PASSAGE.

+---+

- Associated Press - Sunday, August 6, 2017

CHARLESTON, W.Va. (AP) - Charleston’s music scene doesn’t have a problem stepping up for good causes.

Over the years, local bands have performed to raise money for people who’ve lost everything to floods, fire or just bad luck. They’ve put on concerts to encourage people to register to vote, help with medical treatment and even to pay for funeral expenses.

Now, they’re rallying around “The Bakery,” the 100-year-old former Purity Bread factory on the edge of Charleston’s West Side.

During most of the 20th century, the factory was a thriving business and a local institution. The factory baked, packaged, and shipped out Purity Maid Bread throughout the region.

The company was sold to Flowers Bakery in the late 1980s, which eventually closed the location and sold the property to the Multi-Cap anti-poverty agency in 1992.

Multi-Cap filed for bankruptcy in 2004 and sold the building to Phil Shafer for about $620,000, according to Gazette reports at the time.

Chris Ojeda, frontman for heavy metal band Byzantine and one of the tenants said, “Phil told me he wanted to turn the place into storage units, but that just never panned out.”

+---+

ASSIGNED TASK 1.
Do these statements agree with the Purity Bread factory article? Answer yes or no for each, quoting the deciding words.
(a) The property was sold to the Multi-Cap anti-poverty agency in 1992.
(b) Phil Shafer bought the building for about $720,000.
(c) Byzantine is a heavy metal band.
ASSIGNED TASK 2. In the Purity Bread factory article, what year did Multi-Cap file for bankruptcy?
ASSIGNED TASK 3. Write out the Purity Bread factory article word for word, everything from "- Associated Press" down to "Charleston’s West Side.".
The material that comes next is drawn from a separate source.

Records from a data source
+---+

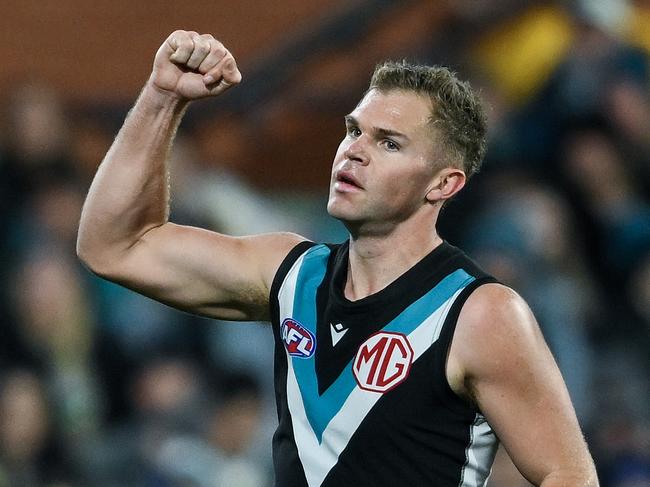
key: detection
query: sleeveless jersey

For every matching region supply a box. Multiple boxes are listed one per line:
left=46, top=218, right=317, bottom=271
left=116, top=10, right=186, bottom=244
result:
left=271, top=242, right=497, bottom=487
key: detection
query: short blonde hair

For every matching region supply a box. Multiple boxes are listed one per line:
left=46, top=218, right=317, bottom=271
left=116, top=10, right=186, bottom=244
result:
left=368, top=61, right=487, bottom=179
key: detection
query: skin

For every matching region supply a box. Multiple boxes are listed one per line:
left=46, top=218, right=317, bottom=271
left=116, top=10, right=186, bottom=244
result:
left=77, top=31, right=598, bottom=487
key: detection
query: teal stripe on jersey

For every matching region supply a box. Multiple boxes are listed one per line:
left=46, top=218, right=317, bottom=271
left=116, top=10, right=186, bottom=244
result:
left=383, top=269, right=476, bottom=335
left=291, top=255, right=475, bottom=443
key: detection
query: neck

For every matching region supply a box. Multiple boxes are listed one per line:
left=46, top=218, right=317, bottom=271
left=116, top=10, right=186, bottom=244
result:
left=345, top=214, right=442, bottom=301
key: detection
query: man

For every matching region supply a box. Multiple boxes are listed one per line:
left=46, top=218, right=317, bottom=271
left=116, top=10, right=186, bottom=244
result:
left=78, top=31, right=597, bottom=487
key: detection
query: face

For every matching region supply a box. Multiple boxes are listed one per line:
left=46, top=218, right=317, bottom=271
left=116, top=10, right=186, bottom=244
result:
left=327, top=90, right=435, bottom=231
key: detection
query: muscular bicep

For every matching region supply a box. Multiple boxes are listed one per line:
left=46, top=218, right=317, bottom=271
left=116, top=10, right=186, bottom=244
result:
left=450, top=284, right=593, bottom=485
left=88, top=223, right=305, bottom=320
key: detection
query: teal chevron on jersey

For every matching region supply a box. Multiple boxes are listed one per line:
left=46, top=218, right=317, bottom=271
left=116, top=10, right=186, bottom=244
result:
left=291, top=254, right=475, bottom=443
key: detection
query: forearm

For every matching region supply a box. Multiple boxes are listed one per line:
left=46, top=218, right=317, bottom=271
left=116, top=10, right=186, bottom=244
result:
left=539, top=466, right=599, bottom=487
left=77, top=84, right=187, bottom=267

+---+

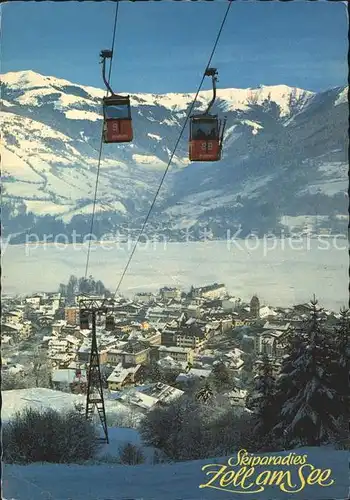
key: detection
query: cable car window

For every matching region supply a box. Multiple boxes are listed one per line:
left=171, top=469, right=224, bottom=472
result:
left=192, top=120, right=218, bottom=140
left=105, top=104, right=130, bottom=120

+---+

REPLY 1.
(a) Yes: "sold the property to the Multi-Cap anti-poverty agency in 1992."
(b) No: "sold the building to Phil Shafer for about $620,000"
(c) Yes: "frontman for heavy metal band Byzantine"

REPLY 2. 2004

REPLY 3.
- Associated Press - Sunday, August 6, 2017

CHARLESTON, W.Va. (AP) - Charleston’s music scene doesn’t have a problem stepping up for good causes.

Over the years, local bands have performed to raise money for people who’ve lost everything to floods, fire or just bad luck. They’ve put on concerts to encourage people to register to vote, help with medical treatment and even to pay for funeral expenses.

Now, they’re rallying around “The Bakery,” the 100-year-old former Purity Bread factory on the edge of Charleston’s West Side.